(MATERIAL SUPPLIED)

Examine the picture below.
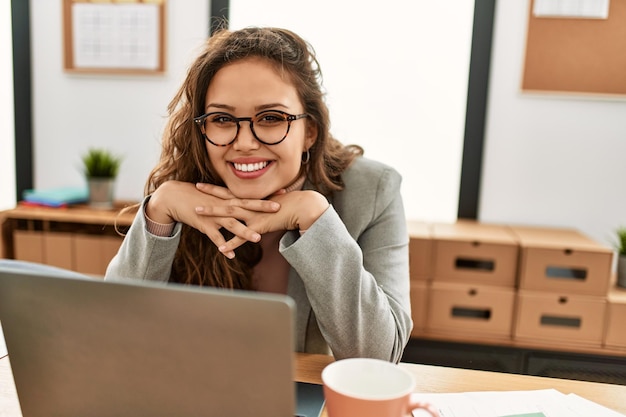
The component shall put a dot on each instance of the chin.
(252, 194)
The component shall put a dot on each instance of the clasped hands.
(208, 208)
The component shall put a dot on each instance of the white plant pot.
(621, 271)
(101, 193)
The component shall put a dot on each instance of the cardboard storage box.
(28, 245)
(58, 249)
(564, 261)
(560, 318)
(473, 310)
(93, 253)
(616, 319)
(475, 253)
(420, 251)
(419, 306)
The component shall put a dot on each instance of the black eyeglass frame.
(288, 117)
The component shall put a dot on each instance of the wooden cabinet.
(78, 238)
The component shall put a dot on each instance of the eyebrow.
(257, 108)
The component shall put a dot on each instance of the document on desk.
(538, 403)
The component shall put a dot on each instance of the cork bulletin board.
(114, 36)
(577, 55)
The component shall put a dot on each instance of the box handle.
(560, 321)
(474, 264)
(472, 313)
(559, 272)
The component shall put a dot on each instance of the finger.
(240, 230)
(215, 190)
(228, 248)
(239, 209)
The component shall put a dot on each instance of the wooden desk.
(430, 379)
(77, 237)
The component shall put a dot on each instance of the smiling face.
(249, 168)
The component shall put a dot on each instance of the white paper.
(116, 36)
(536, 403)
(590, 9)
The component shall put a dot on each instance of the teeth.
(250, 167)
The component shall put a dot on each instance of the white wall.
(123, 113)
(396, 75)
(7, 117)
(549, 160)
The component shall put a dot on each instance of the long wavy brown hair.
(184, 155)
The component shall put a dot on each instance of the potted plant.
(100, 168)
(621, 256)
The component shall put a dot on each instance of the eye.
(221, 119)
(270, 118)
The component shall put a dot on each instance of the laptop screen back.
(83, 347)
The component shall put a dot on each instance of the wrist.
(156, 210)
(312, 209)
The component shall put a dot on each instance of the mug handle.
(415, 404)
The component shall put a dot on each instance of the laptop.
(85, 347)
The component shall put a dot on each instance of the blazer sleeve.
(142, 255)
(355, 270)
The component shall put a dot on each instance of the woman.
(252, 192)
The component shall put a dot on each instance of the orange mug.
(370, 388)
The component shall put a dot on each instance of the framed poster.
(123, 36)
(576, 49)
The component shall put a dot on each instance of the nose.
(245, 139)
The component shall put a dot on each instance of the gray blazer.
(349, 272)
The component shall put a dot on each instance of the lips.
(250, 170)
(257, 166)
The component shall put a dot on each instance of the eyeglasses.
(269, 127)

(End MATERIAL SUPPLIED)

## [WORK TO BE COMPLETED]
Print the entries above word for word, without pictures.

## [OUTPUT]
Examine the picture below.
The component shall put a dot on each instance of the chin.
(252, 194)
The component shall put a dot on each instance of the clasped hands.
(208, 208)
The component shall put a dot on each instance of the white plant pot.
(621, 271)
(101, 193)
The component shall put a dot on each instance of the cardboard storage box.
(28, 245)
(58, 249)
(564, 261)
(560, 318)
(473, 310)
(93, 253)
(616, 319)
(475, 253)
(420, 251)
(419, 306)
The component shall put a dot on each instance of the black eyeglass frame.
(288, 117)
The component shall put a dot on each instance of the wooden cabinet.
(78, 238)
The component shall put a dot on each instance of the eyebrow.
(257, 108)
The component shall put a dot on each instance of the document on desk.
(538, 403)
The component shall put a dot on each instance of the cork bulletin board.
(114, 36)
(577, 55)
The component shall put a dot on each instance of the box handle.
(560, 321)
(474, 264)
(472, 313)
(559, 272)
The component shall put a dot on each instance of the finger.
(240, 230)
(215, 190)
(228, 248)
(239, 209)
The component shall put a dot on each instance of the wooden desk.
(430, 379)
(77, 237)
The component shall put a dot on each instance of the smiling face.
(249, 168)
The component shall put a dot on each instance of the white paper.
(116, 36)
(536, 403)
(590, 9)
The component shall put a dot on each instance of the teeth.
(250, 167)
The component shall put a dot on each instance of the white wall.
(123, 113)
(396, 75)
(7, 117)
(549, 160)
The component shall put a dot on each instance of the long wavy brown hair.
(184, 155)
The component shall put a dot on each instance of the potted plant.
(100, 168)
(621, 256)
The component shall put a dot on each instance of the eye.
(221, 119)
(270, 118)
The component shall put a dot on each instance of the laptop screen back.
(83, 347)
The component shall put a dot on each instance of the wrist.
(156, 210)
(312, 209)
The component shall put a dot on each instance of the mug handle.
(415, 404)
The component shall put a dot on each instance of the laptop.
(85, 347)
The component shall put a dot on each instance of the blazer sleeve.
(142, 255)
(355, 270)
The component shall put a dot on each instance of the woman.
(252, 192)
The component shall put a dot on each instance of the orange mug.
(370, 388)
The component shall put a dot on each instance of the framed poster.
(123, 36)
(576, 49)
The component shall put a dot on each instance of the nose.
(245, 139)
The component shall put a dot on each instance of the gray blazer.
(349, 272)
The component shall put a dot on each instance of the lips.
(250, 170)
(257, 166)
The component shall put a dot on each instance of the eyeglasses.
(269, 127)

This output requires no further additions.